> Selected excerpt:

== == ==

On the other hand, I don't know all what DJs do. I'm just thinking about. I'm thinking about Johnny Fever and W K R P dating myself there, but you're just coming in hungover, maybe high and spinning records, and that's your job. That just seems kind of cool to me, but there are probably aspects of it that just suck,

Chris:

I'm sure. Yeah.

Jeff:

So. These are just a few examples and we could list many more where what the majority of Americans want is not what we're getting. And clearly the study is onto something because there is a disconnect between what happens as far as policy outcomes, laws, and all that to what everyday average Americans want. But here's, and I wanna get your take on this. This is where I struggle. It gets to how much power we should have as citizens. To make decisions, but what kind of power should that be? Because on the one hand, if we're truly, if we're truly free, then why not Let us decide? Why not let us have that power and those laws will succeed or fail on their merits. Like w when you live under something and it, it doesn't work, then clearly we need to get rid of it. Right? But on the other hand, People can make some really stupid decisions, right? Really uneducated ill-informed decisions and that could cause the rest of the people harm because they lack that education and information. On the other hand, we have a bunch of dip shits in Congress too who make decisions based on false information. So I don't know. I don't know where that line is. Well,

Chris:

and what further complicates it in Congress is you've got. Those dip shits that don't, that they're not even well informed on the topic. Plus they're getting money fed into their pockets. At least the average American isn't getting money fed into their pockets for making their stupid decisions True. They're only making the stupid decision because they're stupid. Yeah, and, and when I say stupid, I mean like, you know, being able to evaluate all of the. You know, all the ins and outs of everything and go, is this the right decision? Not just because one person disagrees and calls it stupid, but I mean, like, you have to look. Is it, that's another thing is so many people voting against their own best interests amazing that, you know, you, you go for the lines that are being fed to you and then. You just accept that, oh, what they told me is the right thing. But then not following through and seeing, for example, right here that I voted for these people because of everything that they said, but then when they get in office, those people aren't doing any of those things that they talked about, or literally the opposite. So that's where you're not voting in your own best interest. Yeah. But anyway, I mean that, that whole idea of, you know, who, where should you put the power, the part of that problem is regardless of whether it's with the people or, or the, the legislative bodies is, you know, it honestly comes down a lot to where they're able to get their money from, because that's the influence. I mean, it, it's so unfortunate that it's that way, but it's, it's a fact.

== == ==

> Recorded data:
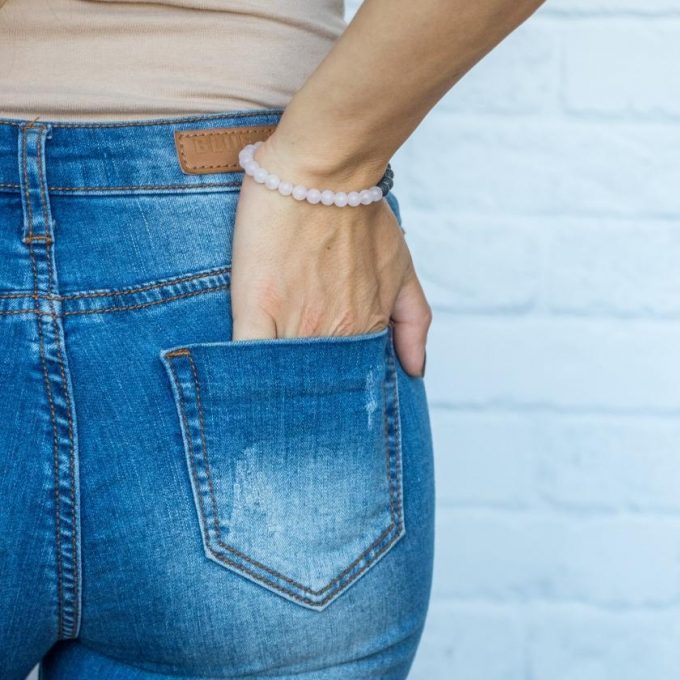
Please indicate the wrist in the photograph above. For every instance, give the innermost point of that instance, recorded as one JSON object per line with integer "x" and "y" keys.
{"x": 319, "y": 163}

== == ==

> Exercises:
A. In the conversation on citizens and political power, which character and show does Jeff bring up when picturing what a DJ does?
B. Carry the conversation on citizens and political power forward from its last line.

> Answers for the tasks:
A. Johnny Fever and WKRP.

B.
Jeff:

Who wrote The Jungle was that, uh, there's two authors. There's Upton Sinclair and Sinclair Lewis and I never, I think it's Upton Sinclair. Anyway, he has a quote that I really like he said or wrote. It is very difficult to get a man to understand something when his salary depends upon him not understanding it. Mm. And I just think about the 90% want universal background checks. Well, who doesn't? The NRA. So when they're continually lining members of Congress pockets with their money and helping them get reelected, then yeah, they

Chris:

say, yeah, that doesn't look like a good

Jeff:

idea. Yeah. See, I don't understand that. No, you don't need that. Yeah. Right. Yeah. So let's get into that. So botched executions, um, Thank God somebody defined it for us. There's a political scientist at Amherst College in Massachusetts named Austin Surat, and he wrote a book called Gruesome Spectacles, botched Executions, and America's Death Penalty. Which sounds like some really cheery reading, but here's how he defines botched executions. He says, botched executions occur when there is a breakdown in or departure from the protocol for a particular method of execution. The protocol can be established by the norms, expectations, and advertised virtues of each method, or by the government's officially adopted execution guidelines. Botched executions are those involving unanticipated problems or delays that caused or at least arguably unnecessary agony for the prisoner, or that reflect gross incompetence of the executioner. Examples of such problems include among other things, inmates catching fire while being electrocuted, being strangled during hangings instead of having their necks broken and being administered the wrong dosages of specific drugs for lethal injections. See now that one I don't get. Well, okay, we'll get to that. But it is, yes. So he put that a lot more eloquently I think, than I could. So a botched execution is where the executioner or somebody involved in the whole process fuck something up. So something doesn't go right and there's a problem. Well, whoever botched

Chris:

that up should just be executed too. I

Jeff:

mean, like I would think that would be a pretty good incentive to. To not screw it up, right? Yeah.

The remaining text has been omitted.